> Task requirements:
• A. Restate the part of the passage on learning from failure that opens with the words containing "So, I'm not" and closes with "shouldn't stop there.", substituting "data science" for "machine learning".
• B. Convert the listing, from its start through the line containing "54), (4, 54)]", into a Markdown table with the columns n and Line, where n is the row number, and skip blank lines. Leave the pictures out of your answer.

Being able to talk about how you learned from prior models, or from prior experiments is a vital, critical piece of being a scientist. You just can't say, "Oh, everything I've ever done is perfect." First of all, people won't believe you. Think about Thomas Edison. People say, "Gee you've failed 999 times." To use the metaphor, he didn't discover the functional light bulb until his 1000th attempt. Of course, I'm sure it wasn't exactly 1000, but anyway. But the story goes — so they said, "So you failed 999 times." And he said, "No, I did not fail. I learned 999 ways not to make a lightbulb."
To be able to talk about that for a job interview, I think the critical thing is to have some sort of portfolio. I mean, maybe it could be a physical portfolio that you carry in there, or it could be a GitHub portfolio that you could point someone too, or just a set of projects in your head that you talk about. Having that portfolio is more important sometimes than the academic credentials right now in the data science world, because the demand for the talent is so high.
In an interview, don’t show me only examples of the perfect model, the perfect solution, the perfect data set — that's not the way it really is. Tell me about projects where it failed. What did you learn from that? Why did it fail? What did you do to try to change the outcome, or change the model and improve?
I think the more you can talk about that failure in a professional way, talk about whether the problem was with the data, or with the algorithm, or with the modeling approach, or with the code, being able to talk about those things reveals a lot about the depth of your knowledge, as well as the depth of your maturity in the field.
So, I'm not encouraging failure for failure's sake. I would say that what we really seek is tactical failure (from which we learn and recover), not strategic failure. I mean, we're not planning to fail, we're learning from it — it’s failure for learning's sake. And I go back to the machine learning case where you can't really know if you have the best model until you've built more than at least two to show that one is better than the other, and if it is then you shouldn't stop there.
That's a great note to end on, and I think that that advice will certainly resonate with our students. We really appreciate you taking the time to chat and can’t wait to hear what the students and readers say about all of your advice.

Dataset items:
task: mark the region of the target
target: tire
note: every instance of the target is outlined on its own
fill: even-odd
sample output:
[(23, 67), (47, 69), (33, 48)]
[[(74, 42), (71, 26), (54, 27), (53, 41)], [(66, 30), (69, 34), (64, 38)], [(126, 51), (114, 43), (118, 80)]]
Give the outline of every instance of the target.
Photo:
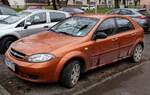
[(77, 60), (70, 61), (61, 73), (60, 83), (67, 88), (74, 87), (80, 77), (81, 65)]
[(14, 41), (16, 41), (16, 38), (13, 37), (5, 37), (0, 40), (0, 54), (4, 54)]
[(143, 54), (143, 46), (141, 44), (138, 44), (135, 46), (134, 50), (133, 50), (133, 55), (132, 55), (132, 61), (134, 63), (140, 63), (141, 59), (142, 59), (142, 54)]

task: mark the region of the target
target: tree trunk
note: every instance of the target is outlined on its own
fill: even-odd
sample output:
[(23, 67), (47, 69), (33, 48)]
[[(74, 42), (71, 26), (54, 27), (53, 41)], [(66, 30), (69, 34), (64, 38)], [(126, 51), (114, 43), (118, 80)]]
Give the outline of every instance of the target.
[(1, 1), (3, 4), (10, 6), (8, 0), (1, 0)]

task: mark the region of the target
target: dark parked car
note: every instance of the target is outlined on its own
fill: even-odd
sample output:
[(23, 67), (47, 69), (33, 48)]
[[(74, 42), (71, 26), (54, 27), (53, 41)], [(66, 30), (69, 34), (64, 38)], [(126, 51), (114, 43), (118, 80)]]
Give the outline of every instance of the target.
[(140, 24), (145, 31), (150, 28), (150, 14), (146, 9), (131, 9), (131, 8), (120, 8), (113, 9), (109, 14), (127, 15), (132, 17), (138, 24)]
[(82, 9), (80, 9), (80, 8), (73, 8), (73, 7), (65, 7), (65, 8), (61, 8), (59, 10), (60, 11), (65, 11), (65, 12), (69, 12), (72, 15), (85, 13)]
[(16, 11), (9, 6), (0, 4), (0, 20), (7, 18), (10, 15), (15, 15)]

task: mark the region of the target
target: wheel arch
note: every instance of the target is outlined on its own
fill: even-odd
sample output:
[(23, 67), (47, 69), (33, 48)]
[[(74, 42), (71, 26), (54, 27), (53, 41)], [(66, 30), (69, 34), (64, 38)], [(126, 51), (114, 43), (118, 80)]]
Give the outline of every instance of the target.
[(85, 60), (84, 55), (80, 51), (74, 51), (74, 52), (71, 52), (71, 53), (65, 55), (60, 60), (60, 62), (58, 63), (57, 68), (56, 68), (56, 72), (55, 72), (55, 75), (57, 75), (57, 77), (56, 77), (57, 79), (56, 80), (60, 79), (62, 70), (72, 60), (79, 60), (80, 61), (81, 70), (82, 70), (81, 72), (82, 73), (86, 70), (86, 60)]

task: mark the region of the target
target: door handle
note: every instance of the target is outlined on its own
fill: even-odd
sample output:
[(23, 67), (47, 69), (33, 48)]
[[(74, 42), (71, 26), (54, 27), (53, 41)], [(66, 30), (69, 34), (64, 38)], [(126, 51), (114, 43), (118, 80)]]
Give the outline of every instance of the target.
[(44, 28), (49, 28), (48, 26), (44, 26)]
[(116, 41), (116, 40), (118, 40), (118, 38), (113, 38), (113, 39), (112, 39), (112, 41)]

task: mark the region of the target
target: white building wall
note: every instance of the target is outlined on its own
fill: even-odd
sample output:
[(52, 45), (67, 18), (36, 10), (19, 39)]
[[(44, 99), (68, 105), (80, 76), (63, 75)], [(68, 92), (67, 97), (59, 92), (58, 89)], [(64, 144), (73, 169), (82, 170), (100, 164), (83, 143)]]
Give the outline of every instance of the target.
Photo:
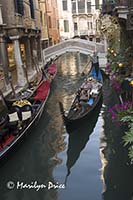
[[(99, 18), (100, 10), (95, 9), (95, 0), (91, 1), (91, 13), (87, 13), (87, 1), (85, 0), (85, 13), (78, 13), (76, 9), (76, 15), (72, 13), (72, 1), (67, 0), (68, 10), (63, 11), (62, 0), (57, 0), (59, 10), (59, 29), (61, 39), (69, 39), (76, 35), (95, 35), (96, 34), (96, 20)], [(102, 4), (102, 0), (99, 0), (99, 4)], [(78, 0), (76, 0), (78, 5)], [(77, 8), (77, 6), (76, 6)], [(69, 21), (69, 32), (64, 32), (64, 20)], [(78, 30), (74, 32), (74, 22), (77, 23)], [(88, 27), (89, 24), (89, 27)]]
[[(62, 0), (57, 0), (58, 11), (59, 11), (59, 29), (61, 39), (69, 39), (73, 37), (73, 22), (72, 22), (72, 8), (71, 0), (67, 0), (67, 11), (63, 10)], [(64, 32), (64, 20), (69, 22), (69, 32)]]

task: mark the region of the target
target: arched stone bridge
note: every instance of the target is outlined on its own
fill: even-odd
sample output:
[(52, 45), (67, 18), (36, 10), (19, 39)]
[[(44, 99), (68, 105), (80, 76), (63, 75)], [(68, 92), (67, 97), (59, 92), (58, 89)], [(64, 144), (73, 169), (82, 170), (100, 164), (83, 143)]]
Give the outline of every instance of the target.
[[(54, 46), (48, 47), (43, 50), (44, 63), (66, 52), (80, 52), (92, 56), (94, 51), (98, 51), (100, 61), (105, 57), (105, 45), (103, 43), (95, 43), (83, 39), (70, 39), (62, 41)], [(103, 61), (102, 61), (103, 62)]]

> Responses per task:
• A.
So, I'm not encouraging failure for failure's sake. I would say that what we really seek is tactical failure (from which we learn and recover), not strategic failure. I mean, we're not planning to fail, we're learning from it — it’s failure for learning's sake. And I go back to the data science case where you can't really know if you have the best model until you've built more than at least two to show that one is better than the other, and if it is then you shouldn't stop there.

• B.
| n | Line |
|---|---|
| 1 | task: mark the region of the target |
| 2 | target: tire |
| 3 | note: every instance of the target is outlined on its own |
| 4 | fill: even-odd |
| 5 | sample output: |
| 6 | [(23, 67), (47, 69), (33, 48)] |
| 7 | [[(74, 42), (71, 26), (54, 27), (53, 41)], [(66, 30), (69, 34), (64, 38)], [(126, 51), (114, 43), (118, 80)]] |
| 8 | Give the outline of every instance of the target. |
| 9 | Photo: |
| 10 | [(77, 60), (70, 61), (61, 73), (60, 83), (67, 88), (74, 87), (80, 77), (81, 65)] |
| 11 | [(14, 41), (16, 41), (16, 38), (13, 37), (5, 37), (0, 40), (0, 54), (4, 54)] |